(Records from a dataset)
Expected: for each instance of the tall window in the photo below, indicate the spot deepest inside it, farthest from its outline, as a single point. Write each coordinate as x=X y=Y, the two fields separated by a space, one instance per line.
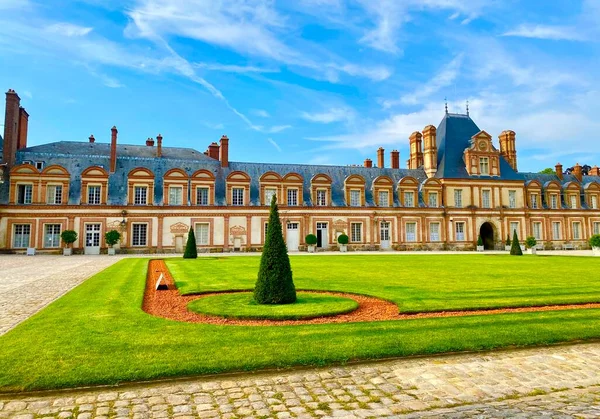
x=237 y=196
x=576 y=231
x=24 y=194
x=434 y=232
x=175 y=195
x=139 y=235
x=384 y=200
x=512 y=199
x=485 y=199
x=94 y=194
x=356 y=232
x=54 y=194
x=534 y=201
x=321 y=197
x=409 y=199
x=460 y=231
x=484 y=166
x=354 y=198
x=52 y=235
x=292 y=197
x=202 y=234
x=556 y=231
x=140 y=196
x=458 y=198
x=269 y=194
x=433 y=199
x=21 y=235
x=201 y=196
x=537 y=230
x=411 y=232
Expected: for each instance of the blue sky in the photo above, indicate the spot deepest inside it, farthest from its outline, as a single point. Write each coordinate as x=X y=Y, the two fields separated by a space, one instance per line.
x=307 y=81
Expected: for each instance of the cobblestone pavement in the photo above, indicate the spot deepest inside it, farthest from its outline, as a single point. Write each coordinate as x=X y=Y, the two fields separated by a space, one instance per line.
x=560 y=381
x=29 y=283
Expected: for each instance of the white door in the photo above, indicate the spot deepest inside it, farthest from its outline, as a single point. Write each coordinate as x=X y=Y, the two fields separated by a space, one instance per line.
x=92 y=239
x=293 y=237
x=384 y=235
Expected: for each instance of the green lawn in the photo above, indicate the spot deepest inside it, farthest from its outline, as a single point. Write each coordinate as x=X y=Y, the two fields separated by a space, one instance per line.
x=415 y=282
x=243 y=306
x=98 y=334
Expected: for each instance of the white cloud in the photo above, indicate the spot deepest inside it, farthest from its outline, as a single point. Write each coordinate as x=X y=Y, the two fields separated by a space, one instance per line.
x=565 y=33
x=68 y=29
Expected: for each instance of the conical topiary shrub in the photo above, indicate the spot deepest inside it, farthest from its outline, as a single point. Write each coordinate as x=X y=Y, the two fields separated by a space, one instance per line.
x=274 y=284
x=191 y=252
x=515 y=248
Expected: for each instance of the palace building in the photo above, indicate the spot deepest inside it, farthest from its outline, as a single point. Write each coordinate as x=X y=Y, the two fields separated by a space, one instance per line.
x=458 y=185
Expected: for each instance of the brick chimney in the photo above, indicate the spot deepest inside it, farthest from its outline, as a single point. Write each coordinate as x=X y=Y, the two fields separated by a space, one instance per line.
x=395 y=159
x=159 y=145
x=113 y=149
x=380 y=157
x=11 y=127
x=224 y=151
x=577 y=172
x=213 y=151
x=558 y=170
x=23 y=126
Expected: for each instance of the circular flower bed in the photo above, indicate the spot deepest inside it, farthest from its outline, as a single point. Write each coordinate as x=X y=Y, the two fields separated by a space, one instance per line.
x=241 y=305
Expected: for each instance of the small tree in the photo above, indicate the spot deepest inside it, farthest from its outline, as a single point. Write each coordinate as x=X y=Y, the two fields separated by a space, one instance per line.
x=69 y=237
x=515 y=248
x=112 y=237
x=274 y=284
x=191 y=252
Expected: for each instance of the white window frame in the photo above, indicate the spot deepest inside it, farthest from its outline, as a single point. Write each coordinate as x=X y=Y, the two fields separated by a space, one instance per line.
x=202 y=198
x=140 y=195
x=356 y=232
x=136 y=238
x=176 y=195
x=237 y=196
x=94 y=198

→ Problem description: Reproduce the material above in full, exactly, with no images.

→ Answer below:
Expected: for each instance of the tall window in the photo below, indicate the spot deepest inside it, farthest from its outline, as a single point. Write each coordinate as x=X y=Y, the two fields separated by a space, one instance per line.
x=237 y=196
x=576 y=231
x=24 y=194
x=434 y=232
x=175 y=195
x=139 y=235
x=384 y=200
x=512 y=199
x=485 y=199
x=94 y=194
x=356 y=232
x=54 y=194
x=534 y=201
x=321 y=197
x=409 y=199
x=460 y=231
x=484 y=166
x=354 y=198
x=52 y=235
x=292 y=197
x=202 y=234
x=556 y=231
x=140 y=196
x=458 y=198
x=269 y=194
x=433 y=199
x=21 y=235
x=201 y=196
x=537 y=230
x=411 y=232
Expected: for each instance of the blue sky in the photo above, indicate the spot deepest inside it, farthest from its outline, as a single point. Write each coordinate as x=X y=Y, the two fields separated by a space, one instance per line.
x=307 y=81
Expected: for each instance of the cobblestone pavement in the photo above, indicate the spot deepest inside it, farthest from its outline, as a single point. Write each coordinate as x=X y=Y, the two fields separated by a space, one instance per line.
x=560 y=381
x=29 y=283
Expected: for each instance of the white door in the photo above, indicate the spot deepest inside it, farthest from its outline, as a single point. Write each coordinate as x=X y=Y, the two fields separated by a space, one instance per line.
x=92 y=239
x=293 y=237
x=384 y=235
Expected: for each instance of the green lawn in the photo above, indicate the spot deepest inside it, farthest from its outline, as a single point. Write each coordinate as x=X y=Y, the two fields separated by a space, one instance per line.
x=415 y=282
x=243 y=306
x=98 y=334
Expected: for each instance of the white cloud in the photo above, indicate the spot deepest inside it, farthest from its outline, as a single point. Write each coordinate as x=X y=Y, the two fields separated by a space, one instance per line.
x=565 y=33
x=68 y=29
Expected: for each instance of the conical topiary shrub in the photo above, indicate the spot deepest inside it, farthest from its outline, as a single point. Write each coordinate as x=X y=Y, the two fields separated by a space, one instance per line.
x=274 y=284
x=191 y=252
x=515 y=248
Expected: for each instance of the palace building in the photo above, indicate the spot deepest inside it, farthest from its outline, as a single point. Write each coordinate as x=X y=Y, the two fields separated by a space, one instance per line.
x=458 y=185
Expected: for each instance of the brick chimney in the photo above, indicate the spot deepest inside it, farthest from its outline, as a single point. Write each coordinate as x=X y=Y, the two fields separated by a space, one instance per line.
x=395 y=159
x=159 y=145
x=113 y=149
x=380 y=157
x=11 y=127
x=224 y=151
x=577 y=172
x=213 y=151
x=558 y=170
x=23 y=126
Expected: for each instance of the circular flower bed in the photo above, indicate the spot deepest inside it, farthest from its outline, as a single point. Write each coordinate as x=X y=Y, the two fields separated by a space, one instance per line.
x=241 y=305
Expected: for each instance of the small tree in the photo above, indicate the spot deepest inside it, farthest from its outline, as a single point. Write each coordinate as x=X y=Y, the two fields separated by a space, one instance per line.
x=69 y=237
x=515 y=248
x=112 y=237
x=274 y=284
x=191 y=252
Expected: for each instance of the white window frame in the photo above, indicate the spot deepest inside it, farthest from its outline, as a single point. Write each coordinate as x=X y=Y, the two fields separated by a space, one instance per line.
x=202 y=198
x=140 y=195
x=356 y=232
x=136 y=238
x=176 y=195
x=237 y=196
x=94 y=198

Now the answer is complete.